Identify every line in the rows below that contains the word "mouth", and copy each such line in full.

— START Records for this exercise —

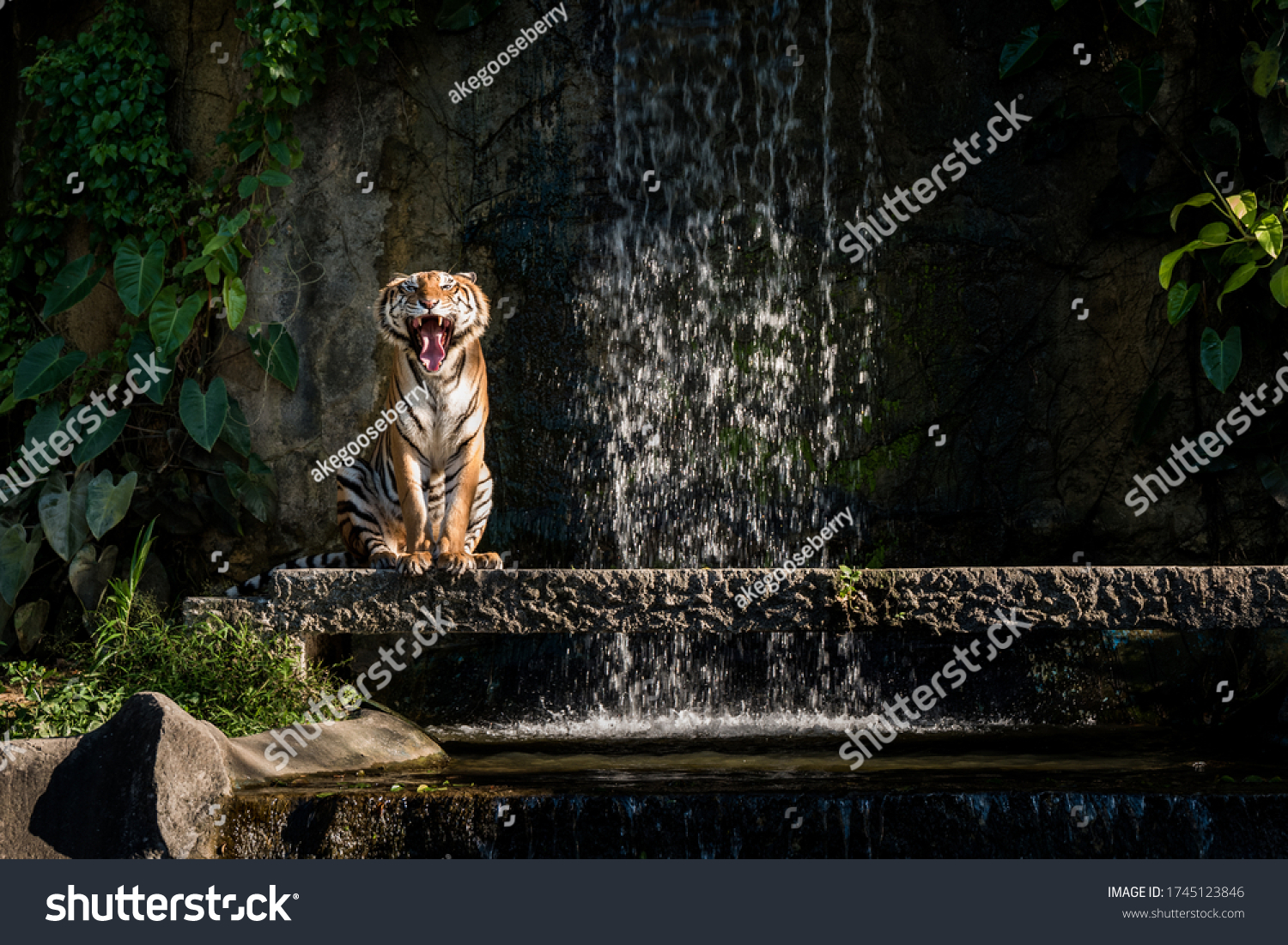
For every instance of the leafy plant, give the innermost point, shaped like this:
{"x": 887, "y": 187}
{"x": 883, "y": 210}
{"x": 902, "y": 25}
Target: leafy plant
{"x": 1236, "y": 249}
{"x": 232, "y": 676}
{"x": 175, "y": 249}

— END Records for this exercise —
— START Records for this exercise —

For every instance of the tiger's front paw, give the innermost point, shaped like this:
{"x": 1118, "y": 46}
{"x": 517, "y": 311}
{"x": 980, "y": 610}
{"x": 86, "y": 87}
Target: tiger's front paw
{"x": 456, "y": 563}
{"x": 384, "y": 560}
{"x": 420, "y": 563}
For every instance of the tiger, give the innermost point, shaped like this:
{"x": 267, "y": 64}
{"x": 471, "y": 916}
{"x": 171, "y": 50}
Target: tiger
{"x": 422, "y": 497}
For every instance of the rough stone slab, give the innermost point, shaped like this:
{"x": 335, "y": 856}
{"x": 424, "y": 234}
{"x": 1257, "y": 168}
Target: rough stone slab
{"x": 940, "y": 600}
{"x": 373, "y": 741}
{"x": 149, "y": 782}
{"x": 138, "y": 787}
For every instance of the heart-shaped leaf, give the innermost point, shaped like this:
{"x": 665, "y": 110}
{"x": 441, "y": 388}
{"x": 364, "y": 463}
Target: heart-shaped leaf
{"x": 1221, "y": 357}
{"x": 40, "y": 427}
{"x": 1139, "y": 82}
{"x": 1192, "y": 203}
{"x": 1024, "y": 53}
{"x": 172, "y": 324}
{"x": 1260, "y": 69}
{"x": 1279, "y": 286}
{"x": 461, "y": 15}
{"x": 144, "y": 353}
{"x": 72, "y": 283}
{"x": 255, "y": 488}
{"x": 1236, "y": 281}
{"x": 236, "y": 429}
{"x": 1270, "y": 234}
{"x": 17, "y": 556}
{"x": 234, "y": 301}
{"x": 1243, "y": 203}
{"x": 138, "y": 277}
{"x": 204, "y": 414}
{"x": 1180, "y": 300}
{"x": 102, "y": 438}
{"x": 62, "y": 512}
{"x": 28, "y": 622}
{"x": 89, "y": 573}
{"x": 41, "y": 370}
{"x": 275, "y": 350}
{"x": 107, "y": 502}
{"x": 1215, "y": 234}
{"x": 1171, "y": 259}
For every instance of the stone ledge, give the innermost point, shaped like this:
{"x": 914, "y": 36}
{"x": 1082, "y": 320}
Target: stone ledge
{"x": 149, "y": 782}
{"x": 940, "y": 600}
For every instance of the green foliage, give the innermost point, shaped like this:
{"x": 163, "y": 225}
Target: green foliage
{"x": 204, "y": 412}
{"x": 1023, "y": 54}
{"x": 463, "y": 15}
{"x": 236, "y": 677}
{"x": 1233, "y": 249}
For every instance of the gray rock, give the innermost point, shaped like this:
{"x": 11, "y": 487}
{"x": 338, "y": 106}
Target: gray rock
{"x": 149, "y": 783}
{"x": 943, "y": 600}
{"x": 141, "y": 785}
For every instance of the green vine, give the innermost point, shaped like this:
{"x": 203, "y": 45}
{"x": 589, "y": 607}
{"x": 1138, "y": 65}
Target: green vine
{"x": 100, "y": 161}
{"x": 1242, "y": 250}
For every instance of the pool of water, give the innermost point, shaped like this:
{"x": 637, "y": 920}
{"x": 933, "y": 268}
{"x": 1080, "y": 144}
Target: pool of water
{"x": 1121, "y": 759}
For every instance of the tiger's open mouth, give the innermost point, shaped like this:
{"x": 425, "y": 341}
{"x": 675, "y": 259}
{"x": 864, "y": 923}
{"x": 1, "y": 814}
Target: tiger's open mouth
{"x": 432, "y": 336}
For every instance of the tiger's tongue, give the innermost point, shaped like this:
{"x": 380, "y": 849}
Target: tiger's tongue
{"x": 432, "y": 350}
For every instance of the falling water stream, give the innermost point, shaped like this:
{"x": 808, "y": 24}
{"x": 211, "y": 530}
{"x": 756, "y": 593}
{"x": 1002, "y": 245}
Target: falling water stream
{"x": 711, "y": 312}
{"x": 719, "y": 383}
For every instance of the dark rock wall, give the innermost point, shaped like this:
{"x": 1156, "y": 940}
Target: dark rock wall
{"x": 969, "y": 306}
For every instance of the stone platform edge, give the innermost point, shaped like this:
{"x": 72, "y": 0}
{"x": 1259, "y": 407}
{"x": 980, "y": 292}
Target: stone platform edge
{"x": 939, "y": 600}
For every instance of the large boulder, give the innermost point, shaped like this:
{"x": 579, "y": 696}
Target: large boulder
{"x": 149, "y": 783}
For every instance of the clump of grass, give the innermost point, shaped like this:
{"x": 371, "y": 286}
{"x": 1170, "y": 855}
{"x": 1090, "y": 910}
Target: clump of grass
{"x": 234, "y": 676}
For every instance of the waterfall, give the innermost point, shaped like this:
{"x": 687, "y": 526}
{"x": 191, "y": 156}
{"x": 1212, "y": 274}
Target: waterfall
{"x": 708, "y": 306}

— END Records for this exercise —

[Result]
For every instance of the tiger's open mouth, give the innermost point, shaped like this:
Target: tiger's open mouth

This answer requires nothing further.